__Aim of the exercise__. Repeat the data below exactly. Include each line.
Data for the task START
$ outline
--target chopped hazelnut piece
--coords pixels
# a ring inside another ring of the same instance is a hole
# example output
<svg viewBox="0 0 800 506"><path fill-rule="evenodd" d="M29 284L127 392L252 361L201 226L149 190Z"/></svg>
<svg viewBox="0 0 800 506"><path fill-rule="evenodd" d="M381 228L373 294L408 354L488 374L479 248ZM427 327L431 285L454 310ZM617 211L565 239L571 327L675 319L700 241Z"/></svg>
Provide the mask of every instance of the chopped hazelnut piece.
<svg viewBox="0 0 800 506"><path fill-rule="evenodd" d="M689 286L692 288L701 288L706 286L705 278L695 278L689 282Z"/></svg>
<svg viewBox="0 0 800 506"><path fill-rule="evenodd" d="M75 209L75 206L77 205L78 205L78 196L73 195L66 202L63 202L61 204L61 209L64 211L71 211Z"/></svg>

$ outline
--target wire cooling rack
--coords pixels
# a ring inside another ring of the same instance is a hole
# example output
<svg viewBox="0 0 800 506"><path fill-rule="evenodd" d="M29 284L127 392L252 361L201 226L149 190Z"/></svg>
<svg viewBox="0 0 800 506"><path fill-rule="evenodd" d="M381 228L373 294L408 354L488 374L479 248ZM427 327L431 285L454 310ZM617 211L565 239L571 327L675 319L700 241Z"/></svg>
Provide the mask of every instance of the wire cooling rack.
Data for the task END
__The completed task__.
$ outline
--target chopped hazelnut piece
--coords pixels
# a ring inside another ring of the same instance is a hole
# example output
<svg viewBox="0 0 800 506"><path fill-rule="evenodd" d="M29 284L127 392L252 361L201 226L149 190Z"/></svg>
<svg viewBox="0 0 800 506"><path fill-rule="evenodd" d="M381 228L373 294L408 354L488 374L479 248ZM427 327L431 285L454 310ZM617 211L565 239L571 327L675 319L700 241Z"/></svg>
Provide the mask of every instance of the chopped hazelnut piece.
<svg viewBox="0 0 800 506"><path fill-rule="evenodd" d="M689 286L692 288L701 288L706 286L705 278L695 278L689 282Z"/></svg>
<svg viewBox="0 0 800 506"><path fill-rule="evenodd" d="M75 209L75 206L77 205L78 205L78 196L73 195L66 202L63 202L61 204L61 209L64 211L71 211Z"/></svg>

$ outline
--target wire cooling rack
--coords pixels
# a ring inside another ring of the same instance is a hole
# example output
<svg viewBox="0 0 800 506"><path fill-rule="evenodd" d="M29 284L127 392L252 361L201 226L149 190Z"/></svg>
<svg viewBox="0 0 800 506"><path fill-rule="evenodd" d="M381 228L373 294L408 354L488 374L479 248ZM427 327L431 285L454 310ZM617 211L565 239L571 327L675 319L700 241Z"/></svg>
Provide the mask of every instance of the wire cooling rack.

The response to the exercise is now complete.